• **Instruction A**
According to the service-as-meditation transcript, when is the speaker's quiet time?
• **Instruction B**
Reproduce the entries from the line with "Task: point out the white cloud" to the line with "point(237, 533)", leaving out the pictures.

• **Extracted text**
▬▬▬▬▬▬

Service as Meditation (29:11)

So I have to evolve, you know. - A designer store? - Yeah. - Like that. Do you meditate or do you just like think while you drive? Like these words are the result of a lot of hours of thinking. When do you do said thinking? - All the time. I'd never stop thinking. - Do you carve out like quiet time or anything? - No, no. I mean, you know, I would say my quiet time is when I'm serving other people. That's my meditation, is doing something for someone else. 'Cause when I'm quiet, the way my mind works is I need to create. If I'm in a room and I'm trying to breathe and close my eyes, I'm thinking like, I'm actually draw that. I should make that. I wake up and I start making it. So in order for me to turn off my brain, I have to do something that I won't benefit from, which is literally helping someone else. You know, whether it's a service project in my community, jumping on a phone with someone who needs advice, you know, showing up at a friend's house who is feeling a little bit down and depressed, that's my form of meditation, a service. And in doing that, it frees me from the burden of having to be perfect, having to be, you know, have the answer. So when I come back to the thinking mode, putting on my thinking cap, I'm more lucid in my thoughts because I've had that breather to focus on someone else. And it's helpful. It's a helpful exercise to give you, you know, some people do it through mindfulness, you know, they have the coloring books for adults. My version of that is, like I said, showing up and serving people. - So your new company is about facilitating play.

▬▬▬▬▬▬

• **Records from a data collection**
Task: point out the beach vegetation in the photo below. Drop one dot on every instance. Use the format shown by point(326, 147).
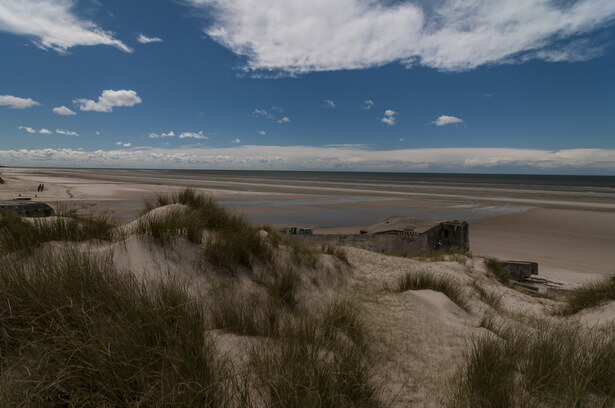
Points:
point(497, 270)
point(75, 332)
point(562, 364)
point(17, 233)
point(425, 280)
point(489, 297)
point(589, 295)
point(319, 360)
point(336, 252)
point(243, 312)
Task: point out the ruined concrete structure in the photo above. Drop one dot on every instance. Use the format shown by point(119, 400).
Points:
point(520, 270)
point(401, 236)
point(27, 208)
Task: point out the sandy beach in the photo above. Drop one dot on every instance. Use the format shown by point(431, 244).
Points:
point(568, 232)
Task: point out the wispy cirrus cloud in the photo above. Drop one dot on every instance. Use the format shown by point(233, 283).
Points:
point(53, 25)
point(108, 100)
point(66, 132)
point(328, 103)
point(143, 39)
point(159, 135)
point(63, 110)
point(193, 135)
point(446, 120)
point(320, 35)
point(576, 161)
point(367, 104)
point(389, 117)
point(15, 102)
point(261, 113)
point(27, 129)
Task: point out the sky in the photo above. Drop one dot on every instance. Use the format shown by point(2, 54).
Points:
point(472, 86)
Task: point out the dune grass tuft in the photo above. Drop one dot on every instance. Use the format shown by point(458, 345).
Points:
point(74, 332)
point(491, 298)
point(589, 295)
point(234, 242)
point(243, 312)
point(17, 234)
point(336, 252)
point(558, 365)
point(317, 362)
point(497, 270)
point(426, 280)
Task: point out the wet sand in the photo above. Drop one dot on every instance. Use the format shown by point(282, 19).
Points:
point(570, 232)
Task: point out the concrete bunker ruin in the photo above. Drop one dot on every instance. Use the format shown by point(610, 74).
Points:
point(400, 236)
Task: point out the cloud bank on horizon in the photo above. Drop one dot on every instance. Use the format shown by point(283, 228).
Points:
point(342, 158)
point(448, 35)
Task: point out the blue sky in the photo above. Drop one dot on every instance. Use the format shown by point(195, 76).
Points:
point(472, 86)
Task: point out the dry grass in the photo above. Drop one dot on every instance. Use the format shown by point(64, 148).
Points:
point(591, 294)
point(74, 332)
point(426, 280)
point(560, 365)
point(17, 234)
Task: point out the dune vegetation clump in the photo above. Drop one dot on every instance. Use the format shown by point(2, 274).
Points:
point(561, 364)
point(425, 280)
point(17, 233)
point(589, 295)
point(75, 332)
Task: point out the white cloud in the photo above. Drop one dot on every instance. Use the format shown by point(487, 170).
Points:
point(157, 135)
point(109, 100)
point(328, 103)
point(15, 102)
point(571, 161)
point(146, 40)
point(389, 117)
point(446, 120)
point(53, 25)
point(27, 129)
point(320, 35)
point(63, 110)
point(193, 135)
point(262, 113)
point(367, 104)
point(66, 132)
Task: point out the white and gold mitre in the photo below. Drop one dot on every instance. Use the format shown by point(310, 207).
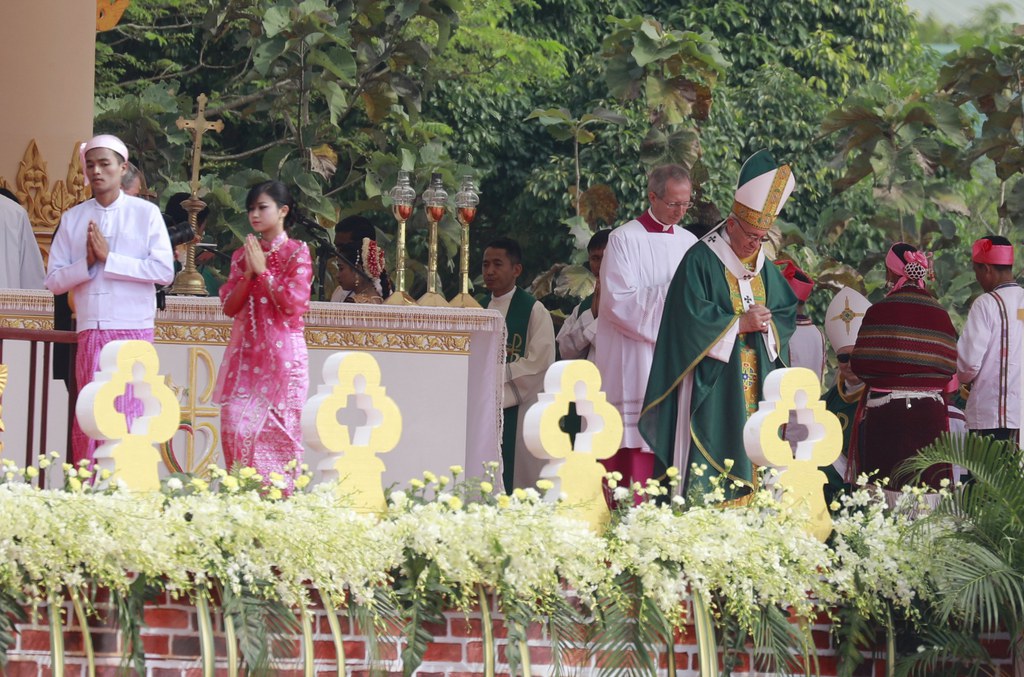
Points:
point(844, 316)
point(762, 189)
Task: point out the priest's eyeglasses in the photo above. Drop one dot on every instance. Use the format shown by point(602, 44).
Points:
point(752, 237)
point(675, 205)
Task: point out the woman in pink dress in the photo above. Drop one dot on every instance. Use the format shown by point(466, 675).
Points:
point(264, 375)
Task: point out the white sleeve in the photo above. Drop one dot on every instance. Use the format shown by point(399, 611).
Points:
point(577, 335)
point(65, 272)
point(525, 375)
point(975, 339)
point(33, 272)
point(630, 308)
point(158, 266)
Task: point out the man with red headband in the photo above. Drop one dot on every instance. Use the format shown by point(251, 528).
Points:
point(906, 353)
point(807, 346)
point(109, 252)
point(989, 348)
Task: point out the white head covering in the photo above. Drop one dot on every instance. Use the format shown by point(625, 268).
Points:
point(101, 141)
point(844, 316)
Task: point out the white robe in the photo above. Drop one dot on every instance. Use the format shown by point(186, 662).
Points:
point(979, 361)
point(524, 380)
point(22, 261)
point(635, 274)
point(578, 337)
point(807, 348)
point(119, 293)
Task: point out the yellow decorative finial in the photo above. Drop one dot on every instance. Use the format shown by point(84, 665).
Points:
point(109, 13)
point(796, 391)
point(352, 383)
point(574, 466)
point(130, 455)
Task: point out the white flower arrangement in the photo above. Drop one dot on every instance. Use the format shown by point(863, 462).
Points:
point(237, 533)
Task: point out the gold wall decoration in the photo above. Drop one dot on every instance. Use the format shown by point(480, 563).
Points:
point(352, 382)
point(576, 467)
point(109, 12)
point(130, 454)
point(45, 204)
point(3, 386)
point(199, 417)
point(796, 391)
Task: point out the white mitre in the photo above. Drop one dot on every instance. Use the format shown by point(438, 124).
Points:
point(844, 316)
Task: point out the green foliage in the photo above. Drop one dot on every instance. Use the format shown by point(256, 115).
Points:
point(11, 612)
point(265, 626)
point(130, 608)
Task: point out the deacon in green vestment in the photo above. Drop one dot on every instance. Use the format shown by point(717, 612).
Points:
point(727, 325)
point(529, 351)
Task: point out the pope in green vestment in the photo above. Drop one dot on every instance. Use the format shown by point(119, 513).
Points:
point(728, 319)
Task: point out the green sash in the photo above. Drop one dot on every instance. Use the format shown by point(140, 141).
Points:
point(516, 325)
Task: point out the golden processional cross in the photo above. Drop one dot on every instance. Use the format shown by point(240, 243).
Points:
point(189, 281)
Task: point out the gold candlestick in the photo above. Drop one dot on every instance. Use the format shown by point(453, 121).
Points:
point(465, 201)
point(435, 199)
point(403, 198)
point(189, 281)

▬▬▬▬▬▬

• **Complete response A**
The speaker's quiet time is when they are serving other people.

• **Complete response B**
Task: point out the white cloud in the photo above. Drop one dot on every instance. Use the format shown by point(487, 170).
Points:
point(157, 135)
point(109, 100)
point(328, 103)
point(15, 102)
point(571, 161)
point(146, 40)
point(389, 117)
point(446, 120)
point(53, 25)
point(27, 129)
point(320, 35)
point(63, 110)
point(193, 135)
point(262, 113)
point(367, 104)
point(66, 132)
Task: point out the white and gold mitre in the photo below. Drop one dot on every instance. Use the format shown by point(310, 207).
Points:
point(844, 316)
point(762, 189)
Task: point out the priest's eyeglasses in the photo above. Drop one dot on every instance. Use the format shown by point(602, 44).
Points:
point(752, 237)
point(675, 205)
Task: point out the woman in pink dress in the photo above. Drop one dot on every instance. Use the format shown by point(466, 675).
Points:
point(264, 375)
Task: point out the white sleeve in the photo above. Drop one dot on every instance. Use the format shown by point(399, 611).
Points:
point(577, 335)
point(65, 272)
point(525, 375)
point(975, 339)
point(33, 272)
point(630, 308)
point(158, 266)
Task: point out the man with red headband in the photo above. Drop one dot on every instance. Use the format shown by point(251, 528).
Points:
point(906, 353)
point(807, 346)
point(109, 252)
point(989, 348)
Task: point out the white head covering in the photo above. Drop one dot on every instance. Use the format shown by point(625, 268).
Points:
point(101, 141)
point(844, 316)
Task: point out the white robe in the photo above. Drop one dot on every instance. Use the format shown by point(186, 662).
Points:
point(979, 361)
point(524, 380)
point(22, 261)
point(635, 274)
point(578, 337)
point(807, 348)
point(119, 293)
Task: point out the yellow decorative finial in the photo above. Drop one dot on every instance. Use the format shown by point(84, 665).
Points:
point(109, 13)
point(796, 391)
point(352, 383)
point(574, 466)
point(130, 455)
Task: point out the white flower arrangement in the photo above. Drop one dot on every instance. Use the format shown by point(863, 462).
Points:
point(237, 533)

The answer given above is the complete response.